=== WRITTEN EXERCISE 1 ===
List each piece of information that the passage on functional qualification says is known for every test in the verification suite.
=== WRITTEN EXERCISE 2 ===
Transcribe a section of the passage on functional qualification: begin at the words "As with any" and stop after the words "of observing faults.".
=== WRITTEN EXERCISE 3 ===
According to the passage on functional qualification, how long is setup typically for follow-on projects?

=== TEXT PASSAGE ===

Throughout the remained of this paper the following abbreviations will be used for fault classifications: Non-Activated (NA), Non-Propagated (NP), and Non-Detected (ND).

These classifications are the distinct advantage of functional qualification compared to code coverage and functional coverage metrics. With these traditional verification metrics, when an item is "covered" all one knows is that a test stimulated a particular line of code or defined coverpoint. There is no information about whether the testbench is observing and correctly checking the result of executing the code being covered. The different fault classifications of functional qualification provide all of this information.

Another benefit of functional qualification is the information gathered on the tests in your verification suite. For every test you will know the simulation time, number of faults activated by the test, count of faults propagated by the test, and total number of faults detected by the test. With this information the verification team can optimize regression test ordering based on test time and number detected faults, and eliminate tests that are not providing any value.

As with any verification metric there has to be a minimum criteria to determine when the effort is complete. Within our organization the signoff criteria for verification complete status is zero NA and zero ND faults, after waivers. For NP Faults the current target is less than 10% of the total faults, but this varies depending on the project.

One of the biggest surprises found when we implemented functional qualification was the number of NP faults in our environments. These are faults that would typically be reported as covered with our old metrics but in reality were never being checked. Reducing the number of NP faults can be as simple as adding more seeds for constrained-random tests in the qualification or as time consuming as adding more checkers and assertions throughout the design hierarchy to increase the odds of observing faults.

## III. OUR EXPERIENCES WITH FUNCTIONAL QUALIFICATION

#### A. Integrating Functional Qualification Software

Over the last year and half we have integrated functional qualification into the verification process for more than 10 separate projects in three different organizations within the company. The environments analyzed have ranged from small block level testbenches to full system level SOC verification testbenches, and in all cases the integration has been very straight forward.

On average we have seen it takes new users 1 to 2 days to get functional qualification software running on their initial project, but for follow-on projects the setup time is typically less than half of a day. The process of preparing an environment for functional qualification can be automated if there is a high level of standardization in your environments and this has been done by some groups reducing the setup time to a few minutes.

=== DATASET ===
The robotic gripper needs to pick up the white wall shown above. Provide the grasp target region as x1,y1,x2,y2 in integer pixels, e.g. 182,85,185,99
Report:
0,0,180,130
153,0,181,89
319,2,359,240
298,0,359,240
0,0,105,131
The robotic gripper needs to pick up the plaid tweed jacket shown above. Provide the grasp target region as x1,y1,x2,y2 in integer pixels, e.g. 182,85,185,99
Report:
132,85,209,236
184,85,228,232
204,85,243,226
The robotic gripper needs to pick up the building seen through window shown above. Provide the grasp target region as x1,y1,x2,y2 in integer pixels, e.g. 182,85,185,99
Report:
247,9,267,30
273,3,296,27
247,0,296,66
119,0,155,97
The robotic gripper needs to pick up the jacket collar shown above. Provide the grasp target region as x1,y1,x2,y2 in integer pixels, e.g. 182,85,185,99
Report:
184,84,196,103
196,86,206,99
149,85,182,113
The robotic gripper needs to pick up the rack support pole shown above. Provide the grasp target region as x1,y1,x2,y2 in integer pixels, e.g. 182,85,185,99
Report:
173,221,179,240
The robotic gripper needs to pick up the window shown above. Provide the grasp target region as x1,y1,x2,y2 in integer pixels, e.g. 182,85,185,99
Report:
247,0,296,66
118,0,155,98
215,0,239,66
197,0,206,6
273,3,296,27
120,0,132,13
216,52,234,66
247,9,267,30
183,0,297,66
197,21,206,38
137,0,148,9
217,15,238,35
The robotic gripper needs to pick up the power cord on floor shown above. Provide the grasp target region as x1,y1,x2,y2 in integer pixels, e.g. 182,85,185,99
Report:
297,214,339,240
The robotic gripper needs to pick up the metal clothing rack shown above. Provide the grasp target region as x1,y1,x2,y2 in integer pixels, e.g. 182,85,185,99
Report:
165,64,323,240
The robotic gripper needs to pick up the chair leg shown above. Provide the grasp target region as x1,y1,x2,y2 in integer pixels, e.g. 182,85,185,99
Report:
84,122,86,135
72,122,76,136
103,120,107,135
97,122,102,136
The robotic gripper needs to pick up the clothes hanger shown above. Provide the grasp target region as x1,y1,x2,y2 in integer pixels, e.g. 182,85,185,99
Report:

=== TASK ANSWER 1 ===
- Simulation time
- Number of faults activated by the test
- Count of faults propagated by the test
- Total number of faults detected by the test

=== TASK ANSWER 2 ===
As with any verification metric there has to be a minimum criteria to determine when the effort is complete. Within our organization the signoff criteria for verification complete status is zero NA and zero ND faults, after waivers. For NP Faults the current target is less than 10% of the total faults, but this varies depending on the project.

One of the biggest surprises found when we implemented functional qualification was the number of NP faults in our environments. These are faults that would typically be reported as covered with our old metrics but in reality were never being checked. Reducing the number of NP faults can be as simple as adding more seeds for constrained-random tests in the qualification or as time consuming as adding more checkers and assertions throughout the design hierarchy to increase the odds of observing faults.

=== TASK ANSWER 3 ===
Typically less than half of a day.